_Extrait source:_
• • • •
RENCONTRES À NOUAKCHOTT
Ce séjour à Nouakchott, nimbé dans un nuage de sable, m’a permis de faire diverses rencontres.
Réduit à l’inaction, dans l’attente de la conférence à donner, je noyais mon spleen le soir dans un des rares bars à européens disponibles et je tombais inévitablement sur des personnages singuliers, que l’on ne pouvait que difficilement rencontrer ailleurs que dans un bar en Afrique, à cette époque.
C’était un jeune Danois, typique, la face bien rouge, les cheveux blonds. Il buvait beaucoup et ne tarda guère à me raconter son histoire. Il était de passage à Nouakchott pour y vendre des armes !
À l’armée mauritanienne, bien sûr, et seulement des armes légères, des mitraillettes, des fusils d’assaut, des armes de poing. Il était un peu gêné par la nature de son activité professionnelle, mais il m’expliqua qu’il n’avait pas eu le choix : il s’était marié avec une Danoise dont le père était négociant et fabricant d’armes. Son beau-père lui avait proposé ce job, qui consistait à sillonner l’Afrique pour proposer ses services aux cinquante quatre armées du continent et il le faisait, voilà tout. Qu’est ce que j’aurais fait à sa place ? J’ai bredouillé quelque chose d’indistinct pour le laisser à ses justifications et j’ai imaginé, rêveur, la nature de sa vie professionnelle…
Je ne me suis pas contenté des bars: pendant mes deux semaines de séjour, j’ai eu l'opportunité de me rendre à l’Ambassade de France pour participer à une réception donnée en l’honneur de la visite du Ministre délégué auprès du Ministre des Relations extérieures, chargé de la Coopération et du Développement, Jean-Pierre Cot.
Le pauvre Ministre s’opposait à la « Françafrique » dont se délectait Mitterrand. Aussi ne resta t-il Ministre que peu de temps, entre le 22 mai 1981 et le 8 décembre 1982. Lui succéda le sulfureux Christian Nucci, qui, lui, savait naviguer dans toutes les eaux.
• • • •
_Données brutes:_

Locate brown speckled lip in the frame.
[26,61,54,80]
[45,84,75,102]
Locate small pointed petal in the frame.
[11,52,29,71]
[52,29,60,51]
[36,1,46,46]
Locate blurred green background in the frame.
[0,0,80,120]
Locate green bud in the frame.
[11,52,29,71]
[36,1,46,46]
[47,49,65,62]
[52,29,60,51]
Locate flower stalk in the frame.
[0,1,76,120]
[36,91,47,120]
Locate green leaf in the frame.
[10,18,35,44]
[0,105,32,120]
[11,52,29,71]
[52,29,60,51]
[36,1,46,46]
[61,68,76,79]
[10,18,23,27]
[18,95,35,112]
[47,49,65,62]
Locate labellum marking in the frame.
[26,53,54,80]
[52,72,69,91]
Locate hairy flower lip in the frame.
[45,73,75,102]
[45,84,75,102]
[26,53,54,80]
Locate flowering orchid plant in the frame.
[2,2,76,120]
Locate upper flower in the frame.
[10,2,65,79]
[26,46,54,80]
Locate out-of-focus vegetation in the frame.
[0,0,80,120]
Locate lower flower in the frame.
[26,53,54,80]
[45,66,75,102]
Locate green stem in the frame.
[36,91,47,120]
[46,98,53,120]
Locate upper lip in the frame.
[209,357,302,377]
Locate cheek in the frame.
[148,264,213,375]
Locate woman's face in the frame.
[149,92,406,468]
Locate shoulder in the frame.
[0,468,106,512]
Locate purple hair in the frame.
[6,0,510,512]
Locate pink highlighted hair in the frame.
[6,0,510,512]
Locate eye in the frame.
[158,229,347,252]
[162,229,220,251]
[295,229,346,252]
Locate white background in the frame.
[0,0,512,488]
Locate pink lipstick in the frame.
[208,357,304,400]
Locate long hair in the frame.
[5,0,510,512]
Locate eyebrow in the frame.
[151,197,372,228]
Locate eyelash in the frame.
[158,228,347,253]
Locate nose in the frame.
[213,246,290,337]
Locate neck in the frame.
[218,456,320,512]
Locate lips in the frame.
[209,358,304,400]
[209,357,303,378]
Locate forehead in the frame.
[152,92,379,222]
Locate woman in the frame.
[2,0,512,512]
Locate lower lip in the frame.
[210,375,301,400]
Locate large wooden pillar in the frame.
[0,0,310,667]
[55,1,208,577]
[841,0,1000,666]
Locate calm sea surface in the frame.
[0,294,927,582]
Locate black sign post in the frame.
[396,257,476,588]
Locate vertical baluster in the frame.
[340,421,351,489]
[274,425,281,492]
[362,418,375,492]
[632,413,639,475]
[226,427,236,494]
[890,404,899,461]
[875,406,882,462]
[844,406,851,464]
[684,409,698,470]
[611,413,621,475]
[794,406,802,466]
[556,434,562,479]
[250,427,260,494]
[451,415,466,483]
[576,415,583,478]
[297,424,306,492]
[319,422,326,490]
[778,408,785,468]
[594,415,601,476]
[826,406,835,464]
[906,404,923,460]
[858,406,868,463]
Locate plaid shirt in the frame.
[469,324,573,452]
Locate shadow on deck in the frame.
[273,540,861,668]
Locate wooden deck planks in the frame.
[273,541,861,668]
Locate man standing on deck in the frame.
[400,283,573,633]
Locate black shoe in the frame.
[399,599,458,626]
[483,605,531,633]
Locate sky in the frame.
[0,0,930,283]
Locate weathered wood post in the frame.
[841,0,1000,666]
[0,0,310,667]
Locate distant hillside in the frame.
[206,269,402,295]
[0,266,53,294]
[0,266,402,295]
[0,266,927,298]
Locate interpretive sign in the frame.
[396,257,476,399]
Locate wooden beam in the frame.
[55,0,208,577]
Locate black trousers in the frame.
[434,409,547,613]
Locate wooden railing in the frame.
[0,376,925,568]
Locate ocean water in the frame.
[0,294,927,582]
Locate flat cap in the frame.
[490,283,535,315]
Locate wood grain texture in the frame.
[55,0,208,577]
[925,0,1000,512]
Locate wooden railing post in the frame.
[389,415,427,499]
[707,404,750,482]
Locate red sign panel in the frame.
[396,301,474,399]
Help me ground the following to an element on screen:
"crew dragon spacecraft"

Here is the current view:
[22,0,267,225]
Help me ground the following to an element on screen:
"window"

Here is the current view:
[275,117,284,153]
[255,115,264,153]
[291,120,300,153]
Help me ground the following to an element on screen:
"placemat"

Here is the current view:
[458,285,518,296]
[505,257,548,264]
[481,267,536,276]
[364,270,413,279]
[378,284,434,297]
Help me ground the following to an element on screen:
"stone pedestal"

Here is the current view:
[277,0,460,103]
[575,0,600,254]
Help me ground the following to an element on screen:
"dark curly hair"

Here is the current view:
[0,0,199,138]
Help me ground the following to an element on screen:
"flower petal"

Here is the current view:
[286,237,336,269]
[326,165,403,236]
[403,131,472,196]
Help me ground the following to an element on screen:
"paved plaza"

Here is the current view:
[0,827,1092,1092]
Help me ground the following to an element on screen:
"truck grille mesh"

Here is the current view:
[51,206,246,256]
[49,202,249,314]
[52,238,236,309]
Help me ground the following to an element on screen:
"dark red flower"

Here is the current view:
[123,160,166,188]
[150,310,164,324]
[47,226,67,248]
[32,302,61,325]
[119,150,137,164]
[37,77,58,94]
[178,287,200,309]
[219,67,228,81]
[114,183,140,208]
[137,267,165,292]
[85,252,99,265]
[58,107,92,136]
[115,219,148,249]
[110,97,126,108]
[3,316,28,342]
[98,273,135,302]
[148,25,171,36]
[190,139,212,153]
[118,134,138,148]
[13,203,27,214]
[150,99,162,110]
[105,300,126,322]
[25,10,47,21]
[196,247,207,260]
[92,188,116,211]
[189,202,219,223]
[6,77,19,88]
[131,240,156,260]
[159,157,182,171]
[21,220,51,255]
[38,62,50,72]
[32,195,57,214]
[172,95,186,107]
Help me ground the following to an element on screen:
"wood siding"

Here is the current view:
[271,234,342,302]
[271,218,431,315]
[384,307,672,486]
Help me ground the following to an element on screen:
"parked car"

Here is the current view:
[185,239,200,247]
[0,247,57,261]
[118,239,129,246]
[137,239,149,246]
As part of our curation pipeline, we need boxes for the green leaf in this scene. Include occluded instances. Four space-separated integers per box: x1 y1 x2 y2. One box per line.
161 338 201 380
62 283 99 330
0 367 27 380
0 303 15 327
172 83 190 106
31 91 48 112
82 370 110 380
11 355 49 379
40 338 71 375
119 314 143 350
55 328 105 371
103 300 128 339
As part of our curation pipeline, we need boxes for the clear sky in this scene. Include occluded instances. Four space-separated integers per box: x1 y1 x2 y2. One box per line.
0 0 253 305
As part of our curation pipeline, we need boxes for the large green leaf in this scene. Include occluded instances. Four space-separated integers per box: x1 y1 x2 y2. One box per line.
• • • •
_Consignes:_
[a] D'après l'extrait, pour quelle raison le jeune Danois se trouvait-il à Nouakchott ?
[b] Recopiez tout le passage de l'extrait, depuis « Le pauvre Ministre » jusqu'à « toutes les eaux. » inclus.
Les items constituent un ensemble à part, distinct de l'extrait.

_Réponses rédigées:_
[a] Il y était de passage pour vendre des armes.

[b]
Le pauvre Ministre s’opposait à la « Françafrique » dont se délectait Mitterrand. Aussi ne resta t-il Ministre que peu de temps, entre le 22 mai 1981 et le 8 décembre 1982. Lui succéda le sulfureux Christian Nucci, qui, lui, savait naviguer dans toutes les eaux.